• _WORK REQUIRED_: Search term "yellow": please show all lines in the listing that contain it.

****

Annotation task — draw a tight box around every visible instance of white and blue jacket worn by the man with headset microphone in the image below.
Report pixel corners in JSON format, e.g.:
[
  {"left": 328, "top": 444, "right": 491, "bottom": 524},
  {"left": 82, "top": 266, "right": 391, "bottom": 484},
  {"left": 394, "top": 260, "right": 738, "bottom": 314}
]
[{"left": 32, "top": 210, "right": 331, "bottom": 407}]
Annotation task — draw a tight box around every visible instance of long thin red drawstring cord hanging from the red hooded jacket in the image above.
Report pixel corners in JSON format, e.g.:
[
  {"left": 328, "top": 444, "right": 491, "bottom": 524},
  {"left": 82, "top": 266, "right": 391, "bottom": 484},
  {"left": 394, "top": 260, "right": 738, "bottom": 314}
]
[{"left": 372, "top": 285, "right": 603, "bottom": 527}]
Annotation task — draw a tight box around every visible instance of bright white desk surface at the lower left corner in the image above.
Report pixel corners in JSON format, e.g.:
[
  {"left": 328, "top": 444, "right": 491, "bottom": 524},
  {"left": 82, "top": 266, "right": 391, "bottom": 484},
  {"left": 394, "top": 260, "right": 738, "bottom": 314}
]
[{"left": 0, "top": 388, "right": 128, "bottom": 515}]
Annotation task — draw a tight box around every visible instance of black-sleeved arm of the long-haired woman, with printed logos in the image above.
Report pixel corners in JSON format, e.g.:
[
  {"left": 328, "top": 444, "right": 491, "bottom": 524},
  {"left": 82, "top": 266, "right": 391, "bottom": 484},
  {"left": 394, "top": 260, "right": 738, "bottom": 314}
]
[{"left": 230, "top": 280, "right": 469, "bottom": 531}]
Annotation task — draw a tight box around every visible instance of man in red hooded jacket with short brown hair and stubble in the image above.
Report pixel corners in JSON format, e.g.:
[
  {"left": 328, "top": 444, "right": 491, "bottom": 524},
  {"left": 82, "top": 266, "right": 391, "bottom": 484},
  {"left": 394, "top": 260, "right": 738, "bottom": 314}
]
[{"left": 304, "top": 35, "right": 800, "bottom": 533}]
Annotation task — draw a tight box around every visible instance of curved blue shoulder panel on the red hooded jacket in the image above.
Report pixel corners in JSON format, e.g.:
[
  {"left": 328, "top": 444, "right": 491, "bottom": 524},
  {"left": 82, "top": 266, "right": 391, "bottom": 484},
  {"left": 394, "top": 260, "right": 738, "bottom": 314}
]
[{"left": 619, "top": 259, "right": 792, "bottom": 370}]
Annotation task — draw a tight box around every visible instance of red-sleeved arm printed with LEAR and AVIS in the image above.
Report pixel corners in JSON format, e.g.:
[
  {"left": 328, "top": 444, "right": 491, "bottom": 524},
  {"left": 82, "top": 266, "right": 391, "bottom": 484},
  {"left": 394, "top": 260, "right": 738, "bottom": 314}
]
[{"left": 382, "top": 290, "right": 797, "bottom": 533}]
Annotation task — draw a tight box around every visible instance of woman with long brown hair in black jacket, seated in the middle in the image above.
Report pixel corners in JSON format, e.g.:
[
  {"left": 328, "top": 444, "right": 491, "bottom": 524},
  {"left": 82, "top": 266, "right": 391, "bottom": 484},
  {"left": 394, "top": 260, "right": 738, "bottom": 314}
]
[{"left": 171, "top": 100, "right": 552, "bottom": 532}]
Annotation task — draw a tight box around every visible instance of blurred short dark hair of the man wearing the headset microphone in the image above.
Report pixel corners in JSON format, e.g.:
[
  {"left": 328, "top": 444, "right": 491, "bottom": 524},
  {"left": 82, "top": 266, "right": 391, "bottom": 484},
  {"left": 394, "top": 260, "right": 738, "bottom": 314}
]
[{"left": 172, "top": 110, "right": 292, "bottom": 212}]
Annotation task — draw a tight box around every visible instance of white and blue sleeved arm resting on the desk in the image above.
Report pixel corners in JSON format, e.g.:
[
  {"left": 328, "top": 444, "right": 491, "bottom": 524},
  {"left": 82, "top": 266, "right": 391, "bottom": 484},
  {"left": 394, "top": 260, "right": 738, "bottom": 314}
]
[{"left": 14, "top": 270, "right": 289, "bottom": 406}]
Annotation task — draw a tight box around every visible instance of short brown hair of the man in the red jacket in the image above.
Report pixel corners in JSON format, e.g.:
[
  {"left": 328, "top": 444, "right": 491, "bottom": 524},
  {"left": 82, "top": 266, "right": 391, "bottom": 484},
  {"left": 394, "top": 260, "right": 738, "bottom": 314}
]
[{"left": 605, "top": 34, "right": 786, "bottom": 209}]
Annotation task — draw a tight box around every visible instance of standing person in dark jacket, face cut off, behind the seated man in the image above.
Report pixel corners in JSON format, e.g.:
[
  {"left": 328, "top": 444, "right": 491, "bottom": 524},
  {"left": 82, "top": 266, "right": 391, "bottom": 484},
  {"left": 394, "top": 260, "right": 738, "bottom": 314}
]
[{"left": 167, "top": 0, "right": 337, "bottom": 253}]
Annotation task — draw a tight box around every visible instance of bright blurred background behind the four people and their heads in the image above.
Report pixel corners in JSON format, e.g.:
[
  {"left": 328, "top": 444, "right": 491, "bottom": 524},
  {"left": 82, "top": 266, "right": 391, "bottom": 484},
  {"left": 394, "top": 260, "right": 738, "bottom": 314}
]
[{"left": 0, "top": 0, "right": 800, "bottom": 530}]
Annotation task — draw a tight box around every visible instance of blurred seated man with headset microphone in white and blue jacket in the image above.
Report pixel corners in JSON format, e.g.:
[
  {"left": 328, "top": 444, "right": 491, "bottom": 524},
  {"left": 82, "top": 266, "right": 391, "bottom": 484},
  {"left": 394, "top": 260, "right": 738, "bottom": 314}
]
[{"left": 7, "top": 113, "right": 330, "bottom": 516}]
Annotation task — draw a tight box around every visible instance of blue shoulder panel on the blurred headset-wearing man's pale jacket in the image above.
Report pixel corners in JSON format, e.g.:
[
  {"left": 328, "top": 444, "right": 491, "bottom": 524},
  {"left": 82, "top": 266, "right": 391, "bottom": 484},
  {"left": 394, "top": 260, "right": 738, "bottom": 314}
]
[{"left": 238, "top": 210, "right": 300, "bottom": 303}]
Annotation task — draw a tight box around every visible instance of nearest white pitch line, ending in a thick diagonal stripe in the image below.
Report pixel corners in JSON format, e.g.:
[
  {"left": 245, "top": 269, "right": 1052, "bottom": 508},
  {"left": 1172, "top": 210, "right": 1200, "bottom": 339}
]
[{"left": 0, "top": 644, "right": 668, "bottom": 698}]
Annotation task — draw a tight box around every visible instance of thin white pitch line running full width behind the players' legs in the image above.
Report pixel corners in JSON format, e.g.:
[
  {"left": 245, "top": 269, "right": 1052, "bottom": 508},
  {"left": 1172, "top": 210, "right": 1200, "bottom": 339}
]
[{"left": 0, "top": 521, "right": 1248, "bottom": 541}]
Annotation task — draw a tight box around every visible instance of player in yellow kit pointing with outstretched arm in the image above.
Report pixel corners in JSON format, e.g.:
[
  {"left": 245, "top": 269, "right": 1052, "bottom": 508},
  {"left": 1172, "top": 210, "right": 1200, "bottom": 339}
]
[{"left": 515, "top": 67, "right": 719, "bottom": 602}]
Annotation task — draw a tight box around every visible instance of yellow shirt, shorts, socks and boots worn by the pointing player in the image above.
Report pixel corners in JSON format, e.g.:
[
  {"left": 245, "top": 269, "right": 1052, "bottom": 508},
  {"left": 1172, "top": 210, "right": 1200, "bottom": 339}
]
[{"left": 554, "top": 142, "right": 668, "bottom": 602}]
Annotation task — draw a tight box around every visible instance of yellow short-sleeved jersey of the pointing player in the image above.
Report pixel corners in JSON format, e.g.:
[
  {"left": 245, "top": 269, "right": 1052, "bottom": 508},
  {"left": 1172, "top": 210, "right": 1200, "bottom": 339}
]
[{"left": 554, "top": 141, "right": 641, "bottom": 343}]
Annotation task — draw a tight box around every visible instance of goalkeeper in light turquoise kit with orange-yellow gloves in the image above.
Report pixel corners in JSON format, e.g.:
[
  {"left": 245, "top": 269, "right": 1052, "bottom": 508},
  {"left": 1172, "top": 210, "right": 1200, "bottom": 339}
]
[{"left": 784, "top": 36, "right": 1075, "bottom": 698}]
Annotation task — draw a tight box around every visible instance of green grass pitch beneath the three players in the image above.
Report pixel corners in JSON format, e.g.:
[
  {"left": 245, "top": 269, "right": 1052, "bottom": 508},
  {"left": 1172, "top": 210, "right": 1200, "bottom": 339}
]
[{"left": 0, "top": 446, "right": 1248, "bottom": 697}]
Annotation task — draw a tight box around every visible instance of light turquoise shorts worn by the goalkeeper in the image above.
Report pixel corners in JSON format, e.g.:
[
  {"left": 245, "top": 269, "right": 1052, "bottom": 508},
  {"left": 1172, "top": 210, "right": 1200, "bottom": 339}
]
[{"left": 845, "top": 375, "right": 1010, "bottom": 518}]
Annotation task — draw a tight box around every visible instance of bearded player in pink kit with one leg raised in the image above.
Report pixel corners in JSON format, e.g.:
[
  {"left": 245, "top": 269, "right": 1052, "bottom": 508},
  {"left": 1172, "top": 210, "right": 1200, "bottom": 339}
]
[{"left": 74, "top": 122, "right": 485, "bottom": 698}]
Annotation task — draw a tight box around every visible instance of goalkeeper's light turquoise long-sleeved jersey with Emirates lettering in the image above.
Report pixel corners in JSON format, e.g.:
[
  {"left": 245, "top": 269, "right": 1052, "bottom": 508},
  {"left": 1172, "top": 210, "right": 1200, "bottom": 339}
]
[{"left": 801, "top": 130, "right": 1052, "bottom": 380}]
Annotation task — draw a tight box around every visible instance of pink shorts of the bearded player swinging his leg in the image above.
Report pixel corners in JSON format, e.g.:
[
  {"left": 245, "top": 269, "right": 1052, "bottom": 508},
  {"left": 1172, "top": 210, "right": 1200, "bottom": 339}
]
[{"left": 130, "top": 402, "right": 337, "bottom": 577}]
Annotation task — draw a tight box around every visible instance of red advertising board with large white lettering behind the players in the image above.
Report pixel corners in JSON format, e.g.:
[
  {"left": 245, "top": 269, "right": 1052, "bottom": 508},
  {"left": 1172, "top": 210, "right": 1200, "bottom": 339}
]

****

• _OUTPUT FOR THIS EXERCISE_:
Annotation task — draw a tight box around every visible instance of player in yellow kit pointing with outstretched arm in the image above.
Annotation task — draw a tight box around every visible instance of yellow shirt, shorts, socks and boots worn by the pointing player in the image above.
Annotation task — draw a tight box around every visible instance of yellow short-sleeved jersey of the pointing player in the image above.
Annotation task — draw a tight box around every visible instance of goalkeeper in light turquoise kit with orange-yellow gloves in the image above.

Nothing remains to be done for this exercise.